Passage shown:
Date: 09/26/2002 at 02:11:42
From: Robert Kim
Subject: Coffee cup question

Hello Dr. Math,

In Introduction to Calculus, my teacher asked us an interesting 
question and asked us to find a solution.  He said that it is vital 
that we should know the reason behind the solution.

If there are 20 blocks of sugar and only 3 cups of coffee, how 
many blocks of sugar must be put into each cup of coffee if there 
have to be a total of an odd number of blocks in each cup?

(Note that the blocks of sugar cannot be broken up into smaller 
ones.)

If you can give me a solution to this question I will be very 
grateful.

Thanks a lot,
Robert


Date: 09/26/2002 at 09:46:22
From: Doctor Ian
Subject: Re: Coffee cup question

Hi Robert,

In problems like this, it's crucial to make sure that you have the 
wording correct, so that you can identify all your assumptions. 

For example, let's state a couple of assumptions that seem 
reasonable:

  1) Every cube must go into exactly one cup.

  2) Every cup is distinct from every other cup (e.g., 
     you can't have one cup inside another). 

Now, suppose we put A cubes into the first cup, B cubes into the 
second cup, and C cubes into the third cup. If each of these numbers 
is odd, then the following condition must hold:

  (2A + 1) + (2B + 1) + (2C + 1) = 20

                2(A + B + C) + 3 = 20

                    2(A + B + C) = 17

Which is to say, UNDER THESE ASSUMPTIONS, the problem has no solution.  

Which ISN'T to say that these assumptions must hold! For example, if 
we relax assumption (1), we can solve the problem by putting 1 cube 
into each cup, and leaving 17 of them on the table.

Requests:
- 1) List every equation that appears in the coffee cup exchange.
- 2) Continue the coffee cup exchange from its last sentence.
The items that come next are separate material and are not part of the coffee cup exchange.

Supplied material:
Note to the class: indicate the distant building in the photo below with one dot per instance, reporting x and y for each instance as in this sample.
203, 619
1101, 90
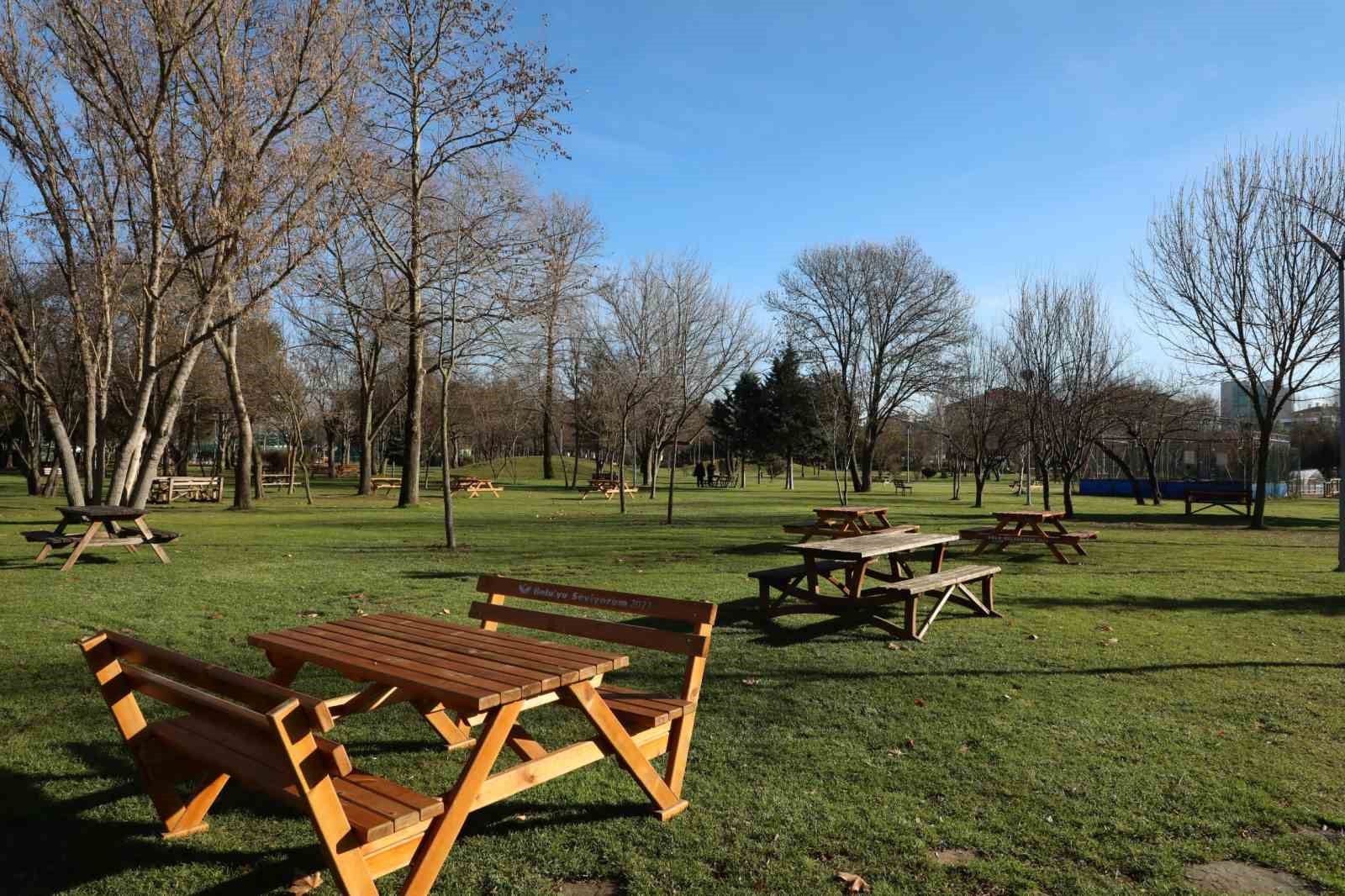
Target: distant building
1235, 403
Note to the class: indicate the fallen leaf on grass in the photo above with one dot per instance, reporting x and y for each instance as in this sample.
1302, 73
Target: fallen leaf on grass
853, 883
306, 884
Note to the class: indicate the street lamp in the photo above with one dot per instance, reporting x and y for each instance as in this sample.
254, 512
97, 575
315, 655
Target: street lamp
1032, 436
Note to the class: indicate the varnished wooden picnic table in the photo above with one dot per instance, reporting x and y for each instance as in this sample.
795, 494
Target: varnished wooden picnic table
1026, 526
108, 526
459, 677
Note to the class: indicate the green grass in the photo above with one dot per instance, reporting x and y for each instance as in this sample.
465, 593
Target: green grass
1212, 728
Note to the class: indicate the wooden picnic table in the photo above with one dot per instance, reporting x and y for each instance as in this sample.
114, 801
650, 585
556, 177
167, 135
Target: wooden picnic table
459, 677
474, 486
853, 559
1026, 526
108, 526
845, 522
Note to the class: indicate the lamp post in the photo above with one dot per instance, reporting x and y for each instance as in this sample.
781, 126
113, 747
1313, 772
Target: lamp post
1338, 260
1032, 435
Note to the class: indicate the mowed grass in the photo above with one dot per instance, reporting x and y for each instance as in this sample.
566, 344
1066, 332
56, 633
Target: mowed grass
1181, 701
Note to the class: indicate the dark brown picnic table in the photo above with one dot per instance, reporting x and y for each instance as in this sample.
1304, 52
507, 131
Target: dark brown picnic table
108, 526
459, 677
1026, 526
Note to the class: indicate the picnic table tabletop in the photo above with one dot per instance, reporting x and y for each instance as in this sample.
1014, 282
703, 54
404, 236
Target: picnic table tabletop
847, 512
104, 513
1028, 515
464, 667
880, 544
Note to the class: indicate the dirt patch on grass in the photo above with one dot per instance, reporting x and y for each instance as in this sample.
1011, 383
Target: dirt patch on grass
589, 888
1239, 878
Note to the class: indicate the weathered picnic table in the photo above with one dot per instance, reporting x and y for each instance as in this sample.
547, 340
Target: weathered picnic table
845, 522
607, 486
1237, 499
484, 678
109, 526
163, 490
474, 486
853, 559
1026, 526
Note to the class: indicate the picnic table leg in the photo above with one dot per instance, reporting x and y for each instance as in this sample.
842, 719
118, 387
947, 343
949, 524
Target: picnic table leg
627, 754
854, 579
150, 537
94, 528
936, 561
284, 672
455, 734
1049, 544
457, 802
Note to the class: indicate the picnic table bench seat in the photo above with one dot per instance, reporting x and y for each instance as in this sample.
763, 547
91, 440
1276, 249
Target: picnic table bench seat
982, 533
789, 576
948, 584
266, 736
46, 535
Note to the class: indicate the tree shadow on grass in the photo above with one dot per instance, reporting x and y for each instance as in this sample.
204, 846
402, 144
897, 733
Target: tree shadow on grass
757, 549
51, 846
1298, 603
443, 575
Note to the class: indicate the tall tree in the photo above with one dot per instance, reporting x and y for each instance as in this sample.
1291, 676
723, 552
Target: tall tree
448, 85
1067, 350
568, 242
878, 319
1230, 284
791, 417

Outputs by task:
- 1)
(2A + 1) + (2B + 1) + (2C + 1) = 20
2(A + B + C) + 3 = 20
2(A + B + C) = 17

- 2)
Or if we relax assumption (2), then we can do something like this:

  |  |      |  |     | c c c   |
  |  |      |  |     | c c c c |
  |  |   c  |  |     | c c c c |
  |  +------+  |     | c c c c |
  |            |     | c c c c |
  +------------+     +---------+

Now each of the cups on the left has an odd number (1) of cubes, and 
the cup on the right has an odd number (19) of cubes. 

As Ayn Rand used to say, if you think you've found a contradiction, 
examine your asssumptions. One of them will be wrong.  

Does this help? 

- Doctor Ian, The Math Forum
  http://mathforum.org/dr.math/ 


Date: 04/08/2003 at 12:34:29
From: Peter Calvert
Subject: Re: Coffee cup question

Dividing 20 cubes into three groups each with an odd number of cubes 
in the group has a simple solution

Place 8 cubes in the first cup in a 2x2x2 arrangement - you can now 
see it as 1 cube or 9. The remaining twelve can be split 1/11, 3/9, 
or 5/7. This problem can work with as few as 10 cubes.


Date: 04/08/2003 at 15:20:25
From: Doctor Douglas
Subject: Re: Coffee cup question

Hi, Peter,

thanks for writing!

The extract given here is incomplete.